* RECORDS TO USE *
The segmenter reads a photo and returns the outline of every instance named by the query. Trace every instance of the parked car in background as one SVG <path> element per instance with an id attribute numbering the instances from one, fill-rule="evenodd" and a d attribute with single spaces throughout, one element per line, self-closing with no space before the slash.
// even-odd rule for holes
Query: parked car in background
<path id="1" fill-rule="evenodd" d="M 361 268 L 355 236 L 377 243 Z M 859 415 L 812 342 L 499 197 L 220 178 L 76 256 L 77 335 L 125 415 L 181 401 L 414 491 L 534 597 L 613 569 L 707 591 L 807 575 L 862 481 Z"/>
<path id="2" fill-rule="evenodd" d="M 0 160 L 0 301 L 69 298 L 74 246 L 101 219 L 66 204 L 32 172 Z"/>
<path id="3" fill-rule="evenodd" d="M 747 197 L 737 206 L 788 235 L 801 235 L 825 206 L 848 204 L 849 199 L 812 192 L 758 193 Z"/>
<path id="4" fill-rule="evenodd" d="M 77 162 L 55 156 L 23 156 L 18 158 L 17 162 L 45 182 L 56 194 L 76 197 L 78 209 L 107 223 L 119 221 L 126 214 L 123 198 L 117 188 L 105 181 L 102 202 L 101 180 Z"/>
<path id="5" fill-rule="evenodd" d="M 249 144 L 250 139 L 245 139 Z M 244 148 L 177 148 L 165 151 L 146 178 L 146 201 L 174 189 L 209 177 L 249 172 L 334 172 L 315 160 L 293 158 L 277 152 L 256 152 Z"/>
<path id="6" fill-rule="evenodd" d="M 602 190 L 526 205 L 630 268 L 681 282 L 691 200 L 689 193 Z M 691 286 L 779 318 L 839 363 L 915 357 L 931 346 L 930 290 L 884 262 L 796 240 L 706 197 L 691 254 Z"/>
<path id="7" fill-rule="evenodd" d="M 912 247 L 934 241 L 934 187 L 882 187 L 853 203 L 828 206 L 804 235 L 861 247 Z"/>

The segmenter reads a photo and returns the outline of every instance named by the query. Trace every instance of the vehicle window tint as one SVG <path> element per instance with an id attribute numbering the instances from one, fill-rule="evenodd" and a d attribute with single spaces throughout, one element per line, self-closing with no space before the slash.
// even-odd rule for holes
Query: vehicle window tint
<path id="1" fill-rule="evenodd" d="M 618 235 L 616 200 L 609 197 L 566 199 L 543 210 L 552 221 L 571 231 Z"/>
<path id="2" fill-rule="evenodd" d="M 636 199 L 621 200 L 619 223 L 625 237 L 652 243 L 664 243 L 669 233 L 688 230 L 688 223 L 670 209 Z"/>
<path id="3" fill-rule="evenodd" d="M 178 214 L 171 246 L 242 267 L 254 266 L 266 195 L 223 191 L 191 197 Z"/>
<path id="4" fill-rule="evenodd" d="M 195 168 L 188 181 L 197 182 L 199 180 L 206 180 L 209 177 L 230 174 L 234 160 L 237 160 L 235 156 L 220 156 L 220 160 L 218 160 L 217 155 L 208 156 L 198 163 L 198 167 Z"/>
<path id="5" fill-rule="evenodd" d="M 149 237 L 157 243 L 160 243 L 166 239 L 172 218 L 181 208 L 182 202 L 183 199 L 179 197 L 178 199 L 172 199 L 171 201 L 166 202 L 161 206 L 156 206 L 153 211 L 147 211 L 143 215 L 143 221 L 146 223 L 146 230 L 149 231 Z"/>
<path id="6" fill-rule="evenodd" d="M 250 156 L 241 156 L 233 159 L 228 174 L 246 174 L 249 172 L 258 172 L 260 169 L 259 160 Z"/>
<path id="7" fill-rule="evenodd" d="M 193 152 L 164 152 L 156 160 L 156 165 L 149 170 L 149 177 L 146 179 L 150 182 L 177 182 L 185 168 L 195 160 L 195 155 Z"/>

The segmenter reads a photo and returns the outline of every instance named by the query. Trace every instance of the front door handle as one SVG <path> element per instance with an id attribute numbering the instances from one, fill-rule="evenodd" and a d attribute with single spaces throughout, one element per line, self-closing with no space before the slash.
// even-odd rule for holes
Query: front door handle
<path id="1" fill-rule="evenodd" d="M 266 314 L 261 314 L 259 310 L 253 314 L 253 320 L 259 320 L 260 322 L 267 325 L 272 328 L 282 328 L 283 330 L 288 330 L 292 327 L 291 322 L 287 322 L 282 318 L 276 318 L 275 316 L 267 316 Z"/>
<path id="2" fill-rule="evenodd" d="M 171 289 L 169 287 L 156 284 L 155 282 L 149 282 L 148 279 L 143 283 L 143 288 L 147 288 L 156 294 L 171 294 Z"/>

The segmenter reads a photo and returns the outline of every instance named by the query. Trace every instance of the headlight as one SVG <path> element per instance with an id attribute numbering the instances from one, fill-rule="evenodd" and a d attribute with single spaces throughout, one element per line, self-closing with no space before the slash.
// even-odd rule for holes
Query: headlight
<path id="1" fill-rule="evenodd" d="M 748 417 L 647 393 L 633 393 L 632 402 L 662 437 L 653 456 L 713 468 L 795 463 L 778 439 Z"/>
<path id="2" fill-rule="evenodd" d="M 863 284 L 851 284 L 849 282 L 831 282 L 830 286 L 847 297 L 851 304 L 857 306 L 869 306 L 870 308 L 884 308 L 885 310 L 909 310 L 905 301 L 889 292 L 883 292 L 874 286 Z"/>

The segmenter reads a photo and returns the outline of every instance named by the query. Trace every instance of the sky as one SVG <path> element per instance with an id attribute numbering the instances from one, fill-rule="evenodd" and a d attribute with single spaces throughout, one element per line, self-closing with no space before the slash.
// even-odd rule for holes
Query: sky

* REQUIREMENT *
Reproduce all of the records above, replacing "segmenter" with "outliner" wherever it occurs and leaving every other character as it stands.

* WRITTEN RESPONSE *
The outliner reads a photo and returns the outline of every instance named by the query. Trace every instance of the parked car in background as one SVG <path> element per instance with an id attribute numbering the instances from one, fill-rule="evenodd" and a d attribute with single spaces throughout, one element per line, self-closing with no space before the slash.
// even-odd rule for holes
Query: parked car in background
<path id="1" fill-rule="evenodd" d="M 361 268 L 355 236 L 377 243 Z M 859 415 L 812 342 L 499 197 L 220 178 L 76 256 L 77 335 L 125 415 L 181 401 L 414 491 L 534 597 L 613 569 L 707 591 L 807 575 L 862 481 Z"/>
<path id="2" fill-rule="evenodd" d="M 0 160 L 0 301 L 69 298 L 74 246 L 101 219 L 66 204 L 32 172 Z"/>
<path id="3" fill-rule="evenodd" d="M 747 197 L 737 206 L 788 235 L 801 235 L 825 206 L 848 204 L 849 199 L 812 192 L 758 193 Z"/>
<path id="4" fill-rule="evenodd" d="M 77 162 L 55 156 L 23 156 L 18 158 L 17 162 L 45 182 L 56 194 L 76 197 L 78 209 L 107 223 L 119 221 L 126 214 L 123 198 L 117 188 L 105 181 L 102 202 L 101 180 Z"/>
<path id="5" fill-rule="evenodd" d="M 249 144 L 250 139 L 245 139 Z M 244 148 L 177 148 L 165 151 L 146 178 L 146 201 L 174 189 L 209 177 L 249 172 L 334 172 L 315 160 L 293 158 L 277 152 L 256 152 Z"/>
<path id="6" fill-rule="evenodd" d="M 602 190 L 526 205 L 630 268 L 681 282 L 691 200 L 689 193 Z M 691 286 L 779 318 L 839 363 L 915 357 L 931 346 L 930 290 L 884 262 L 796 240 L 706 197 L 691 254 Z"/>
<path id="7" fill-rule="evenodd" d="M 912 247 L 934 241 L 934 187 L 882 187 L 853 203 L 828 206 L 804 235 L 861 247 Z"/>

The outliner reads a photo and returns the outline of every instance named by the query. Trace every instance of the vehicle window tint as one SVG <path> element per instance with an id attribute numbering the instances from one, fill-rule="evenodd" and a d attribute with single spaces throughout, one element per line, self-closing with no space before the slash.
// even-odd rule for holes
Query: vehicle window tint
<path id="1" fill-rule="evenodd" d="M 618 235 L 616 200 L 609 197 L 566 199 L 543 210 L 552 221 L 571 231 Z"/>
<path id="2" fill-rule="evenodd" d="M 636 199 L 621 200 L 619 223 L 625 237 L 652 243 L 664 243 L 669 233 L 688 230 L 688 223 L 670 209 Z"/>
<path id="3" fill-rule="evenodd" d="M 178 214 L 171 246 L 242 267 L 254 266 L 266 195 L 223 191 L 191 197 Z"/>
<path id="4" fill-rule="evenodd" d="M 195 168 L 188 181 L 197 182 L 199 180 L 206 180 L 209 177 L 230 174 L 234 160 L 237 160 L 235 156 L 220 156 L 220 160 L 218 160 L 217 155 L 208 156 L 198 163 L 198 167 Z"/>
<path id="5" fill-rule="evenodd" d="M 149 237 L 157 243 L 160 243 L 166 239 L 172 218 L 181 208 L 182 202 L 183 199 L 179 197 L 178 199 L 172 199 L 171 201 L 166 202 L 161 206 L 156 206 L 153 211 L 147 211 L 143 215 L 143 221 L 146 223 L 146 230 L 149 231 Z"/>
<path id="6" fill-rule="evenodd" d="M 250 156 L 241 156 L 233 159 L 228 174 L 246 174 L 249 172 L 258 172 L 260 169 L 259 160 Z"/>
<path id="7" fill-rule="evenodd" d="M 193 152 L 164 152 L 156 160 L 156 165 L 149 170 L 149 177 L 146 179 L 150 182 L 177 182 L 185 168 L 195 160 L 195 155 Z"/>

The outliner reads a photo and returns the outline of every instance named by the query. Trace every instance of the front door handle as one SVG <path> element per instance with an id attribute numbering the instances from one, fill-rule="evenodd" and a d attribute with single spaces throughout, one element per line, self-closing with no space before the slash.
// even-odd rule for holes
Query: front door handle
<path id="1" fill-rule="evenodd" d="M 266 314 L 261 314 L 259 310 L 253 314 L 253 320 L 259 320 L 260 322 L 267 325 L 272 328 L 282 328 L 283 330 L 288 330 L 292 327 L 291 322 L 287 322 L 282 318 L 276 318 L 275 316 L 267 316 Z"/>
<path id="2" fill-rule="evenodd" d="M 171 289 L 169 287 L 156 284 L 155 282 L 149 282 L 148 279 L 143 283 L 143 288 L 147 288 L 156 294 L 171 294 Z"/>

The outliner reads a photo and returns the outline of every instance named by the query. Trace every instance of the headlight as one SVG <path> element per instance with an id attribute numbering the instances from one, fill-rule="evenodd" and a d attribute with single spaces throughout, one element per line, self-closing with no space before the slash.
// even-odd rule for holes
Query: headlight
<path id="1" fill-rule="evenodd" d="M 748 417 L 647 393 L 633 393 L 632 402 L 662 437 L 653 456 L 713 468 L 795 463 L 778 439 Z"/>
<path id="2" fill-rule="evenodd" d="M 863 284 L 851 284 L 849 282 L 831 282 L 830 286 L 847 297 L 851 304 L 857 306 L 869 306 L 870 308 L 884 308 L 885 310 L 909 310 L 905 301 L 889 292 L 883 292 L 874 286 Z"/>

The outliner reads a photo and returns the outline of every instance named by the query. Trace every instance of the sky as one SVG <path> element per instance with an id attribute numbering the instances from one, fill-rule="evenodd" and a d attribute with single spaces throughout, one element per line, self-closing with no space before the slash.
// even-odd rule for holes
Query: sky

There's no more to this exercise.